■ Passage:

The first step is defining your campaign parameters: the time band you want to target, the shows you want to be adjacent to, the duration of your spots, and your total FCT budget. Once these are defined, a media plan is prepared which specifies the number of spots, the time bands, the expected GRP delivery, and the total cost. This plan is then submitted to the network's sales team for confirmation of inventory availability; during peak seasons like Diwali or Navratri, popular time bands can be sold out weeks in advance, which is why we always advise clients to initiate the Colors Rishtey ad booking process at least three to four weeks before their intended campaign start date. For a standard non-festive campaign, a two-week lead time is usually sufficient.

■ Saved data entries:
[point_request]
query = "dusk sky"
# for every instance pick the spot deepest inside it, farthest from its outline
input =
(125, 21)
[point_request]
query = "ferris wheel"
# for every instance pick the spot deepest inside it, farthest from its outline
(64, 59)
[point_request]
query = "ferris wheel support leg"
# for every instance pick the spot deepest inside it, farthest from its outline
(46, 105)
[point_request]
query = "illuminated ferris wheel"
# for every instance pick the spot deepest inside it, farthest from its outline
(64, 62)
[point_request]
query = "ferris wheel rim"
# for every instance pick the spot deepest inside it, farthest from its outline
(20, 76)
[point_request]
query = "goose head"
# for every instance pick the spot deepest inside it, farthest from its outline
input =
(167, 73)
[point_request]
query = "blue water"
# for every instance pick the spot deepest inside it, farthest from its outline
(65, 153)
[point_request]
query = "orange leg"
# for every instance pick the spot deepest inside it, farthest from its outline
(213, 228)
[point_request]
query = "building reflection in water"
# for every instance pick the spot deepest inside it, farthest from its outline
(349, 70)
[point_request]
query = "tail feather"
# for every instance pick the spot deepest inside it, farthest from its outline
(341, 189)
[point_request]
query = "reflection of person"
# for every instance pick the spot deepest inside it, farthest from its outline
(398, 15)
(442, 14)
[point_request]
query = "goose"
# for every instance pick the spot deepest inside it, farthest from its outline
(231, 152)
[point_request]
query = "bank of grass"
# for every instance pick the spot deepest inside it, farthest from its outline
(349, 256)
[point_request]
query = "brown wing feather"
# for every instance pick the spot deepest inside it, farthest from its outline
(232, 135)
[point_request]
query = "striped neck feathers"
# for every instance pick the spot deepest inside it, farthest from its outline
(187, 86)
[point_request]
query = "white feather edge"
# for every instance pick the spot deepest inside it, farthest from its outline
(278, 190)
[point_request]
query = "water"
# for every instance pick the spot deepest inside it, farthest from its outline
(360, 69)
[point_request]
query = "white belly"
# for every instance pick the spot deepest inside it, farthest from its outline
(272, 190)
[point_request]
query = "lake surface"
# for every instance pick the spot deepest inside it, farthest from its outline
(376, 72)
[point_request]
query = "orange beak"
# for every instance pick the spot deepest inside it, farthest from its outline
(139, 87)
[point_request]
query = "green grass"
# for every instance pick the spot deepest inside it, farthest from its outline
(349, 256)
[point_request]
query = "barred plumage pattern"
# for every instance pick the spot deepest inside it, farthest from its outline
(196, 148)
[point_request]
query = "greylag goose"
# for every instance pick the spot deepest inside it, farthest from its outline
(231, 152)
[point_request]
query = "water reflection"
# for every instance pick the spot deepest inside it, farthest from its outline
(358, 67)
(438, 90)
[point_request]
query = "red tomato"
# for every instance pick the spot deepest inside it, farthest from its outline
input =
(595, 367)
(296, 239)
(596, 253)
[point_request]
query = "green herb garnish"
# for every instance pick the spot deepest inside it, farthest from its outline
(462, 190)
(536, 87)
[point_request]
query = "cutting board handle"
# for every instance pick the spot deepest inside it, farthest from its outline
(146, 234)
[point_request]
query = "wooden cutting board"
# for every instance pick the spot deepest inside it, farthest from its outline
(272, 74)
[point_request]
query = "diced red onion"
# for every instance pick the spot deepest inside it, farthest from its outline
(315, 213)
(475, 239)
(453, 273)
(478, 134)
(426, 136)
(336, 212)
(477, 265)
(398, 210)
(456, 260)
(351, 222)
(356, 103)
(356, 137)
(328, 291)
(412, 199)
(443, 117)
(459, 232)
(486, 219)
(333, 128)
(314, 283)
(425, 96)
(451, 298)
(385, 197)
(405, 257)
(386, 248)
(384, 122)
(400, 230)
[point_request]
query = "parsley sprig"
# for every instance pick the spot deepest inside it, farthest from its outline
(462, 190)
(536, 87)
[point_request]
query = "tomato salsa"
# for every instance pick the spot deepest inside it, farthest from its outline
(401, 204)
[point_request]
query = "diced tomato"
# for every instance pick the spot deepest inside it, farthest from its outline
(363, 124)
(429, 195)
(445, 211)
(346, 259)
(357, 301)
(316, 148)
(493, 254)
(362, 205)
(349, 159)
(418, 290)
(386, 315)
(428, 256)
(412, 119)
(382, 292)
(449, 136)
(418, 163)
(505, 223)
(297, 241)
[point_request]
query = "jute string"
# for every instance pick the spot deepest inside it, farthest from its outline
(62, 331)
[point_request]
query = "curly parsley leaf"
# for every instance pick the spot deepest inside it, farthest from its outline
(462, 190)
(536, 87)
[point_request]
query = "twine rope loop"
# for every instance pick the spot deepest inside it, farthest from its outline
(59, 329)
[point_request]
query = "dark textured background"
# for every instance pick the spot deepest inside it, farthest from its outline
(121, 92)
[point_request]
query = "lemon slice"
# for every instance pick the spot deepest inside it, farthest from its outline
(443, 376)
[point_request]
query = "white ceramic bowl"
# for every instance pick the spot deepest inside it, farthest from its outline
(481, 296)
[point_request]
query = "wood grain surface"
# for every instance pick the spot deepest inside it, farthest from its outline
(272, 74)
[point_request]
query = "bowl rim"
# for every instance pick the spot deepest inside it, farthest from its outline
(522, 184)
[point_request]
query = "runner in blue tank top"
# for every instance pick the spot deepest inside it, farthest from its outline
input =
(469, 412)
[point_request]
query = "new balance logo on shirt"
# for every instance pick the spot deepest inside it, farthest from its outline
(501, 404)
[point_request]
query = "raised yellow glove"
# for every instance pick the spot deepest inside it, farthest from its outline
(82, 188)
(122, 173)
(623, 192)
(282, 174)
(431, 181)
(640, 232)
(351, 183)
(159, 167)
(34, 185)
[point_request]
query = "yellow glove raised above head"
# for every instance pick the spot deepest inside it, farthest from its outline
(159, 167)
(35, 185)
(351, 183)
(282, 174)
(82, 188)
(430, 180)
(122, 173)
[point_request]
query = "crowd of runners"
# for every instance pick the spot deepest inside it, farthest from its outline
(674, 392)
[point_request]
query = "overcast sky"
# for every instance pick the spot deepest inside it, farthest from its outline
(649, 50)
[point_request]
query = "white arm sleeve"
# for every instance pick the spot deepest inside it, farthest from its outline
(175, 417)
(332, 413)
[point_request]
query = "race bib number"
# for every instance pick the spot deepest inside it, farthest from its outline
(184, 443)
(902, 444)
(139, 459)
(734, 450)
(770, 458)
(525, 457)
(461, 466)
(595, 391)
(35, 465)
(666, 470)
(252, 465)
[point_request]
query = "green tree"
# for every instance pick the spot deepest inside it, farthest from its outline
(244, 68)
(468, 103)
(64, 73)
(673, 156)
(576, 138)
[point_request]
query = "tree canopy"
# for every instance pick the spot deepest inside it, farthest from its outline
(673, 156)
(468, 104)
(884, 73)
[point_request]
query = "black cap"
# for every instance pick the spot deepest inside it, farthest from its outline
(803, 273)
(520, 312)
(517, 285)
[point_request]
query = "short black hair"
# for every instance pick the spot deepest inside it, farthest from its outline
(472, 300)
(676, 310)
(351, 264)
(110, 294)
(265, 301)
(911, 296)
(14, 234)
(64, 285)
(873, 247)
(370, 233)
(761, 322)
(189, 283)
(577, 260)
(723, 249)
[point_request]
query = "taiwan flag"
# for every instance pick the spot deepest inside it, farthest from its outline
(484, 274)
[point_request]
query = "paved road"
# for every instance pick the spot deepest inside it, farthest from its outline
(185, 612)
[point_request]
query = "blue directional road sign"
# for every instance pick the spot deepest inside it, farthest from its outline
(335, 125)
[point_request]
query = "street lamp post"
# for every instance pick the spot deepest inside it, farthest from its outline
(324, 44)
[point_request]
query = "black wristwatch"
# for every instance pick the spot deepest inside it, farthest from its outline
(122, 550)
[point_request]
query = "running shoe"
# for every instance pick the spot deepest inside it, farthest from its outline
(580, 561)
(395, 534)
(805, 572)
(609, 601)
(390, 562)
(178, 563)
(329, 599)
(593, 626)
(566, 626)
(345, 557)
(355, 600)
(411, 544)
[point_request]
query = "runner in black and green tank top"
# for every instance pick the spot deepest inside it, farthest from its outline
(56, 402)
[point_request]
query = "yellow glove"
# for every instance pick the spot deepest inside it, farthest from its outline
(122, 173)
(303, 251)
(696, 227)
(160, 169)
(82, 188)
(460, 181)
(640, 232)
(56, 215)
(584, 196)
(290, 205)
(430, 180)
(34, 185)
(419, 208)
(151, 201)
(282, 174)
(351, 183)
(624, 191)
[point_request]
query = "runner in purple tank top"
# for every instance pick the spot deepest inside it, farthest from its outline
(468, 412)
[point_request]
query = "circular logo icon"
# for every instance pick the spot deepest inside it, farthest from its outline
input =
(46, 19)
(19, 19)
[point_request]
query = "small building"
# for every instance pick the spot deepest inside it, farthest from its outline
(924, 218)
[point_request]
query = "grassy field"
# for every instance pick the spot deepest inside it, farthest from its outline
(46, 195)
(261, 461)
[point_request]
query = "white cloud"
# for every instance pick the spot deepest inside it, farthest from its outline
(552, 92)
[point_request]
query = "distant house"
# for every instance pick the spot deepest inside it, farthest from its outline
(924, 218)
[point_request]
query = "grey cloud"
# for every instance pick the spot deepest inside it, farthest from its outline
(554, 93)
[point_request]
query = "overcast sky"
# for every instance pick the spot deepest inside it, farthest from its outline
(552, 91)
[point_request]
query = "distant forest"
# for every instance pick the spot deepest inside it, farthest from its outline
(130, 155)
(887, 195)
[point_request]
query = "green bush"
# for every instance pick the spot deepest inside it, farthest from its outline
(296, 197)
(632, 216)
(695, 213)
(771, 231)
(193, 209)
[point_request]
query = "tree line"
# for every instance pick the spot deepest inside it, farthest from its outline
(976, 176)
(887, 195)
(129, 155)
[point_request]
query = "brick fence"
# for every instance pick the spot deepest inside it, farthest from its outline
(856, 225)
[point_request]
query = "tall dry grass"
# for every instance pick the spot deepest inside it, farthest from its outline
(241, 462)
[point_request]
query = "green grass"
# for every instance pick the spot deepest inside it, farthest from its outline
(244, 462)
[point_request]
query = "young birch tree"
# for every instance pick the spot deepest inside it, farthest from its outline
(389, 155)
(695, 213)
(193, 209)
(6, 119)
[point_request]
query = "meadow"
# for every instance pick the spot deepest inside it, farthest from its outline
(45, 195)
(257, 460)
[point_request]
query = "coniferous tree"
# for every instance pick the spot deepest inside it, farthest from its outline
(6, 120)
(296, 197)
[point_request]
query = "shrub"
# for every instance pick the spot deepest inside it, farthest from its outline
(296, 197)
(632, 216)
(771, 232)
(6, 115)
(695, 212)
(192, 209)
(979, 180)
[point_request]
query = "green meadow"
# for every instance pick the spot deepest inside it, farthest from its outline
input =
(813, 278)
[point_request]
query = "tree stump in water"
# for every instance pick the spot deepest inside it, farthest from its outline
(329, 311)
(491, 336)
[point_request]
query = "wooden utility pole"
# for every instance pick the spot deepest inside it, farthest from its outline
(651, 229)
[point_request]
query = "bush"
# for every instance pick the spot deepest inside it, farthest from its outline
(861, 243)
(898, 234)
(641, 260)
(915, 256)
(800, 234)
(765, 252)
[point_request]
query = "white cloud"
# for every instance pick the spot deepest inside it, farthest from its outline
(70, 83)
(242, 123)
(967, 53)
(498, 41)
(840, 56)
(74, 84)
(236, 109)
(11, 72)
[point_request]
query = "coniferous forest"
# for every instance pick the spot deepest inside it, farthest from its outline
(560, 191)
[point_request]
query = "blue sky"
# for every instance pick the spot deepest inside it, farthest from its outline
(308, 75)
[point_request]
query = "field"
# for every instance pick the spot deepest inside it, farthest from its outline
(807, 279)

■ Task to complete:
Copy the ad booking passage from "The first step" up to and including "is usually sufficient.", swapping "media plan" for "campaign schedule".

■ The completed task:
The first step is defining your campaign parameters: the time band you want to target, the shows you want to be adjacent to, the duration of your spots, and your total FCT budget. Once these are defined, a campaign schedule is prepared which specifies the number of spots, the time bands, the expected GRP delivery, and the total cost. This plan is then submitted to the network's sales team for confirmation of inventory availability; during peak seasons like Diwali or Navratri, popular time bands can be sold out weeks in advance, which is why we always advise clients to initiate the Colors Rishtey ad booking process at least three to four weeks before their intended campaign start date. For a standard non-festive campaign, a two-week lead time is usually sufficient.